### 本文
[論文解説]Mambaとは何か? Transformerの課題に挑戦する線形時間系列モデリング

目次

はじめに

 近年、AI分野では「基盤モデル(Foundation Models)」と呼ばれる、大規模なデータで事前学習されたモデルが様々な応用を牽引しています。これらのモデルのバックボーンとして広く使われているのが、TransformerアーキテクチャとそのAttentionメカニズムです。Attentionは、入力された系列(文章や音声、画像など)内のどこに注目すべきかを柔軟に判断できる強力なメカニズムで、複雑なデータをうまく扱えるという利点があります。

 しかし、Transformerには大きな課題があります。それは、長い系列データを扱う際の計算効率です。Attentionメカニズムは、系列の長さに応じて計算量とメモリ使用量が二次関数的に増加してしまうため、非常に長いデータを扱うことがハード制約上難しくなります。この課題を解決するため、これまでにも様々な効率的なAttentionの改良版や、線形時間で計算可能なリカレントモデルなどが研究されてきました。ですが、これらの多くはTransformerの性能、特に言語のような情報密度の高いモダリティでAttentionに匹敵する性能を出すには至っていませんでした。

 今回ご紹介する論文「Mamba: Linear-Time Sequence Modeling with Selective State Spaces」は、この課題に挑戦し、Transformerに匹敵あるいはそれ以上の性能を、系列長に対して線形な計算量で実現する新しいモデルアーキテクチャ「Mamba」を提案したものです。Mambaは、従来のAttentionや標準的なMLPブロックを使わず、独自に改良した「選択的ステートスペースモデル(Selective State Space Models)」をコアコンポーネントとしています。論文は2023年12月に発表され、その後2025年6月現在までMambaは様々な改良がなされ、多くのモデルに採用されています。
######
### データ行
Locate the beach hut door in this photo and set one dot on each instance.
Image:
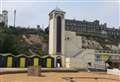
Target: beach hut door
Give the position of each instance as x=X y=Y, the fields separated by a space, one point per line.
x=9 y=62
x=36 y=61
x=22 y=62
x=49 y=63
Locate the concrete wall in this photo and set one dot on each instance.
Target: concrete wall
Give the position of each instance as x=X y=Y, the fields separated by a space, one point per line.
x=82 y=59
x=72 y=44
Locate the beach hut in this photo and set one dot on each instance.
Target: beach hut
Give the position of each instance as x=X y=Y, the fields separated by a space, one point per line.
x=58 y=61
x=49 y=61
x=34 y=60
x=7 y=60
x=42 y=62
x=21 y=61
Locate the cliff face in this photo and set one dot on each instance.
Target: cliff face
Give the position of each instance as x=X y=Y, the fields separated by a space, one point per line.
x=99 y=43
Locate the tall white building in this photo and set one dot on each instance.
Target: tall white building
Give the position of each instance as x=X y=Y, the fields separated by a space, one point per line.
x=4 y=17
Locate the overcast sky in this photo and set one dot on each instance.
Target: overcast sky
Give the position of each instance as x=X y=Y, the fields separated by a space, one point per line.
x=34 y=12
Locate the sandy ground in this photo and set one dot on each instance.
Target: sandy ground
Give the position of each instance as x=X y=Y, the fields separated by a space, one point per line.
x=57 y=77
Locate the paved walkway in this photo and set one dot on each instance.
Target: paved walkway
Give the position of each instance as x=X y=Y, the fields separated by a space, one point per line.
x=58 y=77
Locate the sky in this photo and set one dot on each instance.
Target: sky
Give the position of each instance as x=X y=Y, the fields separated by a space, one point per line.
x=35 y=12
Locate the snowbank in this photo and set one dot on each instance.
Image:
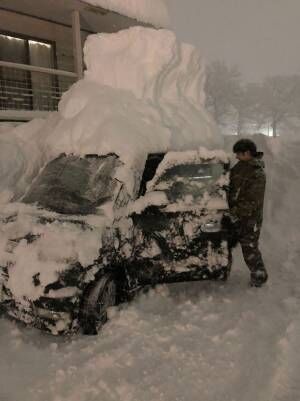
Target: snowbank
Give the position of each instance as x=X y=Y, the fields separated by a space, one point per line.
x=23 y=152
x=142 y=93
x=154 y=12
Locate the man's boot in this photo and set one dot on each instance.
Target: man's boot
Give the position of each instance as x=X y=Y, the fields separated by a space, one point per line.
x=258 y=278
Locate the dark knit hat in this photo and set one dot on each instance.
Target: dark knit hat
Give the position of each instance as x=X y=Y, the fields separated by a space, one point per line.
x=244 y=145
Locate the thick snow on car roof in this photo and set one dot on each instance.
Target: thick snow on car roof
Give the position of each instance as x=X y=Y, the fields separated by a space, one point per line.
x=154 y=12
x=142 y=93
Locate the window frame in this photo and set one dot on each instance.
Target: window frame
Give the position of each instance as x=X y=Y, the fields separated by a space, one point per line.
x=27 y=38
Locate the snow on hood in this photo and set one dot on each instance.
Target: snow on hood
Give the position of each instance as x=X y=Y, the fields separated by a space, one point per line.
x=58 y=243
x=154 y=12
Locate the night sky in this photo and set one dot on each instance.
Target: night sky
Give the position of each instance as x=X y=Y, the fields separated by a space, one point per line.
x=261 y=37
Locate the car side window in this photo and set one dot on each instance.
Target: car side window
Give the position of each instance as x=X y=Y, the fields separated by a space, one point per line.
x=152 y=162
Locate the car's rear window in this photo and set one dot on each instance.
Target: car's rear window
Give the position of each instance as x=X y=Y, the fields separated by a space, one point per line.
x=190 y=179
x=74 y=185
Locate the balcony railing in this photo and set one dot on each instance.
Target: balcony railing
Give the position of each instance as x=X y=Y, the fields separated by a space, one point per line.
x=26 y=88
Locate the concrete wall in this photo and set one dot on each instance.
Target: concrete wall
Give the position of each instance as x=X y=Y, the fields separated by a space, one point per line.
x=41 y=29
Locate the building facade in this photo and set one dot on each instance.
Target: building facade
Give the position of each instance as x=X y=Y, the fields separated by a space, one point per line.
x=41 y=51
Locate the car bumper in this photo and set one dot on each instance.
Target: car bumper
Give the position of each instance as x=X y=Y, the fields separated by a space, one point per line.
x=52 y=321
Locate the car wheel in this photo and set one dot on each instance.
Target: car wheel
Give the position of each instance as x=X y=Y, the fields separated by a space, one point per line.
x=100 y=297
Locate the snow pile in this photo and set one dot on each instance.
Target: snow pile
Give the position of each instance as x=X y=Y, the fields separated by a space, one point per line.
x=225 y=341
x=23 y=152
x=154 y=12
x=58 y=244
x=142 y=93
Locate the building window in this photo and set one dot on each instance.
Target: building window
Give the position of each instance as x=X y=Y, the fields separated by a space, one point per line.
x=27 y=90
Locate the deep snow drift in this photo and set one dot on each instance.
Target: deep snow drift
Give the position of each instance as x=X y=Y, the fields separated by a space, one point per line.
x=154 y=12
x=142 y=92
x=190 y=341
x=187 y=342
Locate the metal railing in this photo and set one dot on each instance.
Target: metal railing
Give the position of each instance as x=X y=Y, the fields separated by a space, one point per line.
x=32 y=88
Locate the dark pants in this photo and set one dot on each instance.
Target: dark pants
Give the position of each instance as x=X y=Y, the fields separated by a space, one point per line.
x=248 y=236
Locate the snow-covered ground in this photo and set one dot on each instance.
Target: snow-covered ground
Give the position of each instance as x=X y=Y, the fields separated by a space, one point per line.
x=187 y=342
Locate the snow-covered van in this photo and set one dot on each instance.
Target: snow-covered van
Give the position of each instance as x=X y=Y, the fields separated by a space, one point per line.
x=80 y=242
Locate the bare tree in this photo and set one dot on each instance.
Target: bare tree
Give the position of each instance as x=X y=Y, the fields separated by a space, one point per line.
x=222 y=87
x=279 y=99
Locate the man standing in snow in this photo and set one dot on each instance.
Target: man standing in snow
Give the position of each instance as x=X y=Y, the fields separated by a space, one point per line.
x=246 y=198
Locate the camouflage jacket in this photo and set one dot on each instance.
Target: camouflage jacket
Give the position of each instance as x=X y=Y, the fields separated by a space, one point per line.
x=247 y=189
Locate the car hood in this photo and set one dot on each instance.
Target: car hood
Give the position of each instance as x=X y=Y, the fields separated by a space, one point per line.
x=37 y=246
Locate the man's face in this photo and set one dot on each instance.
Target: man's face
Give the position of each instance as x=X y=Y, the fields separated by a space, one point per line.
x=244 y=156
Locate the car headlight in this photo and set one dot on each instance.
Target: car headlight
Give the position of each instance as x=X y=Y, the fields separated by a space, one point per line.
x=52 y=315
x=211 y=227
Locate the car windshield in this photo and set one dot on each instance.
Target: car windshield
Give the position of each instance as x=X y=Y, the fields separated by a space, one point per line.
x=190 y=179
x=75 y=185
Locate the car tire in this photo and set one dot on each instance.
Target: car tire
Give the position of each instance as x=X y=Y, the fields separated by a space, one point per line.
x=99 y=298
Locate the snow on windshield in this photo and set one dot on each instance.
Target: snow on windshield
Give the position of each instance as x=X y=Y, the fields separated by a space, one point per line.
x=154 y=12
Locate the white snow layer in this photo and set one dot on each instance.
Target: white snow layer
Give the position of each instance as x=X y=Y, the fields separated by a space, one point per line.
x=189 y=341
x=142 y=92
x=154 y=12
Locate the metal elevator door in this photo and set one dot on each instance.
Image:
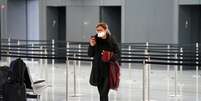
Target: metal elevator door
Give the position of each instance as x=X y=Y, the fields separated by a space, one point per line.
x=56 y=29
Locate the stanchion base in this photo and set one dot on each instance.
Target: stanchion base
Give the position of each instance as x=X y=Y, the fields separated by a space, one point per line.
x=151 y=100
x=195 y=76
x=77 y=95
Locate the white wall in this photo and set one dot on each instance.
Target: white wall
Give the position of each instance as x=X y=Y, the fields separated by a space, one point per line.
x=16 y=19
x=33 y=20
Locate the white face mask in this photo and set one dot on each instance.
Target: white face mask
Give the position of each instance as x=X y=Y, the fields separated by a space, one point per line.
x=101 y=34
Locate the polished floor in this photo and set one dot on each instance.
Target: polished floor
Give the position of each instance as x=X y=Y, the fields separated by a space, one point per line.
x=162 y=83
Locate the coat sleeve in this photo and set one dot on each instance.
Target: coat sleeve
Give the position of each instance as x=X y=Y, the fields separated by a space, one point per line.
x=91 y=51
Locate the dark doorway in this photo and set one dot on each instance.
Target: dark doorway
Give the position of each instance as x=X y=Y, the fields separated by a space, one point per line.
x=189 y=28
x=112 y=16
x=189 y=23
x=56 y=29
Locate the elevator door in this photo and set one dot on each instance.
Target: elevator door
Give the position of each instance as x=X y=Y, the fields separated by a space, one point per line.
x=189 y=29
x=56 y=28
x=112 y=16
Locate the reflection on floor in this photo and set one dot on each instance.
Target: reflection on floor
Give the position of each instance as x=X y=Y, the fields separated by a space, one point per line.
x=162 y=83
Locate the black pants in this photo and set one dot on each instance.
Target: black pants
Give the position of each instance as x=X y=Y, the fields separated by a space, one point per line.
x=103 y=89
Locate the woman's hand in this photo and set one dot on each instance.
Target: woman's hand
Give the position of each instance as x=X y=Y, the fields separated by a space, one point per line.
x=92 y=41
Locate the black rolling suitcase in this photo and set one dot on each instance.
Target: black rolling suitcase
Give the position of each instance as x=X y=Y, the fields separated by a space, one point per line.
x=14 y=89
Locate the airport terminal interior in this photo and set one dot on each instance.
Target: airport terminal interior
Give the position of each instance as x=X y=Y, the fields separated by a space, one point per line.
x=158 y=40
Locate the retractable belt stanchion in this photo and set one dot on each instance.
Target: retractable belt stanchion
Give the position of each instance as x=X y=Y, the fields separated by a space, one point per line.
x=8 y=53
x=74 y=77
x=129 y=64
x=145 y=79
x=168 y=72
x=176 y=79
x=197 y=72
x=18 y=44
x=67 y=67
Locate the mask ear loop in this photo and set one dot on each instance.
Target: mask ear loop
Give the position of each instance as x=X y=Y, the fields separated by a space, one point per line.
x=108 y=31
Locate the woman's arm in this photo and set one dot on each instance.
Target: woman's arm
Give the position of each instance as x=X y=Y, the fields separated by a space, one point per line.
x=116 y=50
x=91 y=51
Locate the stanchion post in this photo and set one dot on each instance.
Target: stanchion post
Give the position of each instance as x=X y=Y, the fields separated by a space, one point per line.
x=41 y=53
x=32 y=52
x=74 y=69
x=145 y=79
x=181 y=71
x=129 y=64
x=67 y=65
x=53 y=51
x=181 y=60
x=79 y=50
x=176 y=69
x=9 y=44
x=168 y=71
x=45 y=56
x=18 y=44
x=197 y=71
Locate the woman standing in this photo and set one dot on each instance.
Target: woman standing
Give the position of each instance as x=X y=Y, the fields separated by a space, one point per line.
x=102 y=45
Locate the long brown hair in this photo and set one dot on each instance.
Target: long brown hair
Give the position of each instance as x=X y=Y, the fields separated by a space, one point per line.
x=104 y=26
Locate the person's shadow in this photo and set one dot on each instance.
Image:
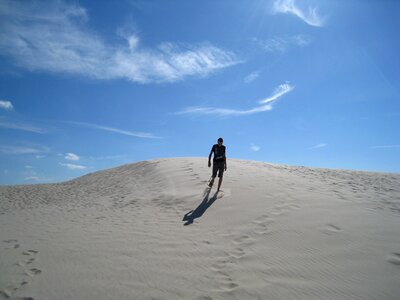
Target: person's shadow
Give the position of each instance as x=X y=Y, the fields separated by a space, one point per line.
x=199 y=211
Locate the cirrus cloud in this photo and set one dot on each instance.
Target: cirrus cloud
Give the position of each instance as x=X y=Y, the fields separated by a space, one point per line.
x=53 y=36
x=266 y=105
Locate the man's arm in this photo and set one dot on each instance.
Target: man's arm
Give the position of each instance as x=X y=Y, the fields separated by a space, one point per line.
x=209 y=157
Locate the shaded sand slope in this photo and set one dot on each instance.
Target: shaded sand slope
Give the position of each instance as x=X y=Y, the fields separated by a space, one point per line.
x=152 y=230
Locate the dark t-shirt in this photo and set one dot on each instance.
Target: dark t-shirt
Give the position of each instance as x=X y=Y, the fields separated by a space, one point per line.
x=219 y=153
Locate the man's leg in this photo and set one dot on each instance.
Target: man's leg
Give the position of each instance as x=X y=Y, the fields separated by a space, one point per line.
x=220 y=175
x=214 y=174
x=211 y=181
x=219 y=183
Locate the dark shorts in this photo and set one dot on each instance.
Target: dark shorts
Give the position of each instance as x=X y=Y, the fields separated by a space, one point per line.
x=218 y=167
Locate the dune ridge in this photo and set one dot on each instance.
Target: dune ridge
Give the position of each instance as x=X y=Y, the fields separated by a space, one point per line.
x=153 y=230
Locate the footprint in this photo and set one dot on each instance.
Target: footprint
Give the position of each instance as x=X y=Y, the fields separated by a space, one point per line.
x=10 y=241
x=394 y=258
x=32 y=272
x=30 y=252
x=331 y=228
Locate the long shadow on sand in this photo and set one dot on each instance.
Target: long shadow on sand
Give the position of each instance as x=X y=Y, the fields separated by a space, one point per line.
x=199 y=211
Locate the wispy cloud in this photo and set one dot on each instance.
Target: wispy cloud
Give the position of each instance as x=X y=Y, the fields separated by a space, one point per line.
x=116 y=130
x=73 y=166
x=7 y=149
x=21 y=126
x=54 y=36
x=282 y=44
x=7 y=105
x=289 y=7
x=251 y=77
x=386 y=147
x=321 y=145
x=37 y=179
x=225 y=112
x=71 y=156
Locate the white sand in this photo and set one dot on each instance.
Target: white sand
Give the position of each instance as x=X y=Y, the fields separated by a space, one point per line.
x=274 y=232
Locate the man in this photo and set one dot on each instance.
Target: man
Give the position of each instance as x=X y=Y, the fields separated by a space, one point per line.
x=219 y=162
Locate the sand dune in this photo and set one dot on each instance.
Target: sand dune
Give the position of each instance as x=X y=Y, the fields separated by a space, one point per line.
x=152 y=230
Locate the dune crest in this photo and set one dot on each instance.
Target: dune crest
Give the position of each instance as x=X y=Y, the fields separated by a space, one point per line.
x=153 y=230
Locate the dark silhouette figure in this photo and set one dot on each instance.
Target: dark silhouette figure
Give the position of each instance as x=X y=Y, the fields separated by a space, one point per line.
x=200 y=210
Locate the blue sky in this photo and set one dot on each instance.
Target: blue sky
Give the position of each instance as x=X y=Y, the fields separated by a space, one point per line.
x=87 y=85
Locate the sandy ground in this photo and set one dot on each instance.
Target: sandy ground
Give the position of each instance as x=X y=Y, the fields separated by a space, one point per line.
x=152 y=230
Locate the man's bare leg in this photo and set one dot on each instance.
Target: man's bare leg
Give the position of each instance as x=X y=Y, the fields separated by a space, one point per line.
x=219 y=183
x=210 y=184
######
課題の要件
• a. 本文の「しかし、Transforme」から「すには至っていませんでした。」まで（両端を含む）を、一字も変えずに再び示せ。
• b. レコードのうち、「Locate the cirrus」を含む行から「x=266 y=105」を含む行まで（両端の行を含む）だけを、1行を1つの文字列とするJSONのリストに並べ直せ。空行は除くこと。

解答
• a.
しかし、Transformerには大きな課題があります。それは、長い系列データを扱う際の計算効率です。Attentionメカニズムは、系列の長さに応じて計算量とメモリ使用量が二次関数的に増加してしまうため、非常に長いデータを扱うことがハード制約上難しくなります。この課題を解決するため、これまでにも様々な効率的なAttentionの改良版や、線形時間で計算可能なリカレントモデルなどが研究されてきました。ですが、これらの多くはTransformerの性能、特に言語のような情報密度の高いモダリティでAttentionに匹敵する性能を出すには至っていませんでした。

• b.
[
  "Locate the cirrus cloud in this photo and set one dot on each instance.",
  "Target: cirrus cloud",
  "Give the position of each instance as x=X y=Y, the fields separated by a space, one point per line.",
  "x=53 y=36",
  "x=266 y=105"
]